## TEXTE SOURCE:

═══

L’État français est un état interventionniste. La mise en place du système de la protection sociale, le principe de redistribution grâce à l’impôt, la mise en place de services publics et de politiques de discrimination positive ont pour objectif de tenter de réduire les inégalités. Néanmoins, de nombreux débats voient le jour concernant l’efficacité réelle de cette intervention. L’État interventionniste est soumis à une triple crise (favorisée par un contexte économique peu favorable) : légitimité, financement et efficacité.

Conclusion :

Nous avons donc montré que la société démocratique sous-entend l’égalité des droits et l’égalité des chances. Cependant, cette recherche d’égalité ne se traduit pas forcément par une égalité des situations. Par ailleurs, l’instauration de valeurs, de principes juridiques, ne suffit pas et des inégalités perdurent.

L’intervention de l’État-providence à partir de la fin de la Seconde Guerre mondiale trouve son origine dans cette volonté de lutte contre les inégalités. Plusieurs conceptions se sont opposées concernant son intervention (assistance, assurance) mais également sur les principes à mettre en place (égalité ou équité).

═══

## LIGNES FOURNIES:
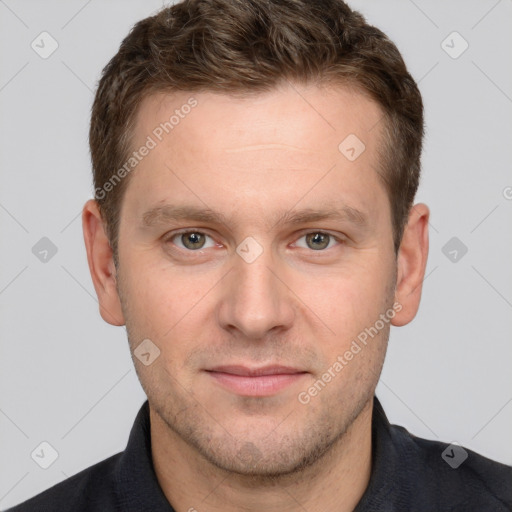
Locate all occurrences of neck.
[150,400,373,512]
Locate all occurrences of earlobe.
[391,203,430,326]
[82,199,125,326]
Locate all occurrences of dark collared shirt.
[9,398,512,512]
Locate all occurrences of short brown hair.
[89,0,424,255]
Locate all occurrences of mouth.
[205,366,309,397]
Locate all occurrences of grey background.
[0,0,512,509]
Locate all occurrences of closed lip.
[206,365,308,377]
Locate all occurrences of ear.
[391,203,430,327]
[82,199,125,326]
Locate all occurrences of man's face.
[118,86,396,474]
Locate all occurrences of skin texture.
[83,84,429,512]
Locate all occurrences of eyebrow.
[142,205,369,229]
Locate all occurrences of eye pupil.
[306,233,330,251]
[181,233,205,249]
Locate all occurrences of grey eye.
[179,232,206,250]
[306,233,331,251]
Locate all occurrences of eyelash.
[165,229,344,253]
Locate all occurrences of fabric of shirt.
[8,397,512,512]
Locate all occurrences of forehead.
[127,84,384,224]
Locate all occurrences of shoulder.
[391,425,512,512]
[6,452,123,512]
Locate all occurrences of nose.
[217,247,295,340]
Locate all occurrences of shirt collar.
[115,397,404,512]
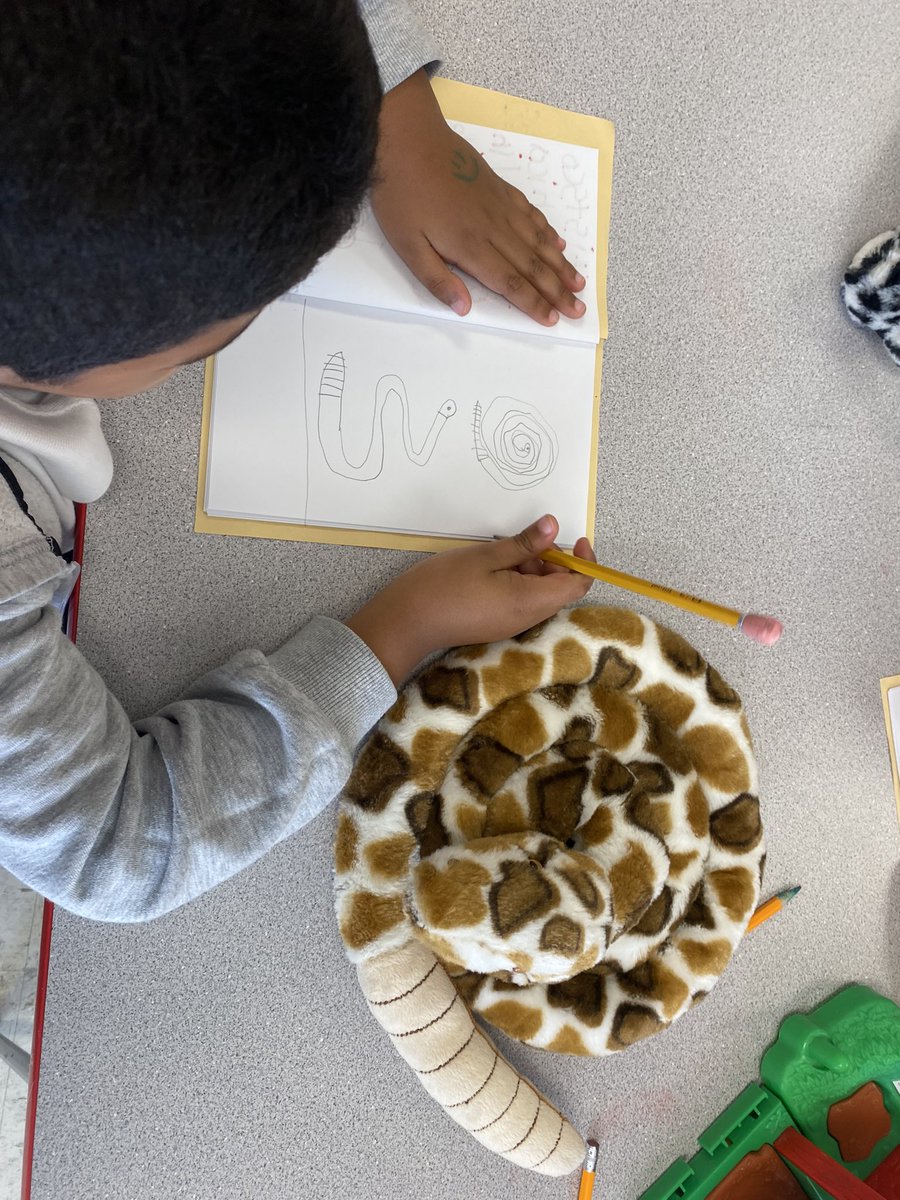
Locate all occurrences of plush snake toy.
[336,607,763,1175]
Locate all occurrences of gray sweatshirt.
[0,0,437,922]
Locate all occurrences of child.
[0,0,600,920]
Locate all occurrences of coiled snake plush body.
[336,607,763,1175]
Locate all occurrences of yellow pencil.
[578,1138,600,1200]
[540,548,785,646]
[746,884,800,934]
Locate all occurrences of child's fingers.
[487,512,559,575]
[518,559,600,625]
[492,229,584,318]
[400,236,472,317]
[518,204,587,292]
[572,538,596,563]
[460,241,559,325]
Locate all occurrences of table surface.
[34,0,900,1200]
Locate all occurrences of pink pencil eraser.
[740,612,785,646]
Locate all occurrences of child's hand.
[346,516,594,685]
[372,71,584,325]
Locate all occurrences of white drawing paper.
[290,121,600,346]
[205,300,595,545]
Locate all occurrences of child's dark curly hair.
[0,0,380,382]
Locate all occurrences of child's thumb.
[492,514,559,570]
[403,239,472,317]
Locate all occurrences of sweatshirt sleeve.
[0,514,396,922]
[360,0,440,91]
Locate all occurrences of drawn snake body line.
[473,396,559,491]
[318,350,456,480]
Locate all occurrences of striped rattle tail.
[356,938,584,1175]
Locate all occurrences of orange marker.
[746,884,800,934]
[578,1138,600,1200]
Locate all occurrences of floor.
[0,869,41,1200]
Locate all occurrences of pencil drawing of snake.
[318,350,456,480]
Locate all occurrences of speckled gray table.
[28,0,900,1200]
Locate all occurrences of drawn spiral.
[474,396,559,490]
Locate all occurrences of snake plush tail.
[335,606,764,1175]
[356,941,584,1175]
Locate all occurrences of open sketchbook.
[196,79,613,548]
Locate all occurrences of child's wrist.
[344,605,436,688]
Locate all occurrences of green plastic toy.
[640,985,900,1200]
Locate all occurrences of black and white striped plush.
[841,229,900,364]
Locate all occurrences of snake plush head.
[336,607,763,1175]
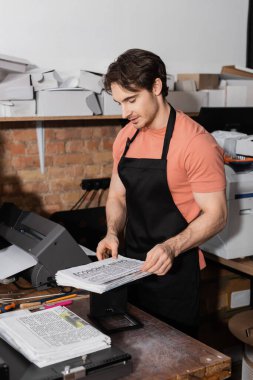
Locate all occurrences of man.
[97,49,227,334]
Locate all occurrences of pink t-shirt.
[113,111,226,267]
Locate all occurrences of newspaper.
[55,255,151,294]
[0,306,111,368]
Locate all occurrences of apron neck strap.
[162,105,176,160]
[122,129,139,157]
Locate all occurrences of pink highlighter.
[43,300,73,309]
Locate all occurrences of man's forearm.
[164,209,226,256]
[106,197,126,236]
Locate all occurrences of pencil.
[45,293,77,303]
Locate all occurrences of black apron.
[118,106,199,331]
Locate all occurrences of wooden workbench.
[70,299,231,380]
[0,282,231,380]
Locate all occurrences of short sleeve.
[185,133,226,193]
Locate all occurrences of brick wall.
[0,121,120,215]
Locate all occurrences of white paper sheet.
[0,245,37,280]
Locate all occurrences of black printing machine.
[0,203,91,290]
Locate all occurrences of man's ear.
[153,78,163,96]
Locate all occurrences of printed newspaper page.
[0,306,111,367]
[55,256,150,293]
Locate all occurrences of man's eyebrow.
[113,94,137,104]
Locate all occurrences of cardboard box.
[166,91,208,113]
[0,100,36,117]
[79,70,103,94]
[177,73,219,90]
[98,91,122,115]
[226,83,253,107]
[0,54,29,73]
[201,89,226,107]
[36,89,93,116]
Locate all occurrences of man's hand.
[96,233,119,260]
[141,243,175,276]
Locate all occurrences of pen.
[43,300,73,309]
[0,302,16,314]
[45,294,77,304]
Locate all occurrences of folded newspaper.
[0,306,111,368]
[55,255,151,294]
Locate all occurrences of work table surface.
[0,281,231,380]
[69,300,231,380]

═══

## CONSIGNE:
Reproduisez fidèlement le texte sur l'intervention de l'État entre "Nous avons donc" et "des inégalités perdurent.", ces deux passages compris. Appuyez-vous uniquement sur le texte.

## CORRIGÉ:
Nous avons donc montré que la société démocratique sous-entend l’égalité des droits et l’égalité des chances. Cependant, cette recherche d’égalité ne se traduit pas forcément par une égalité des situations. Par ailleurs, l’instauration de valeurs, de principes juridiques, ne suffit pas et des inégalités perdurent.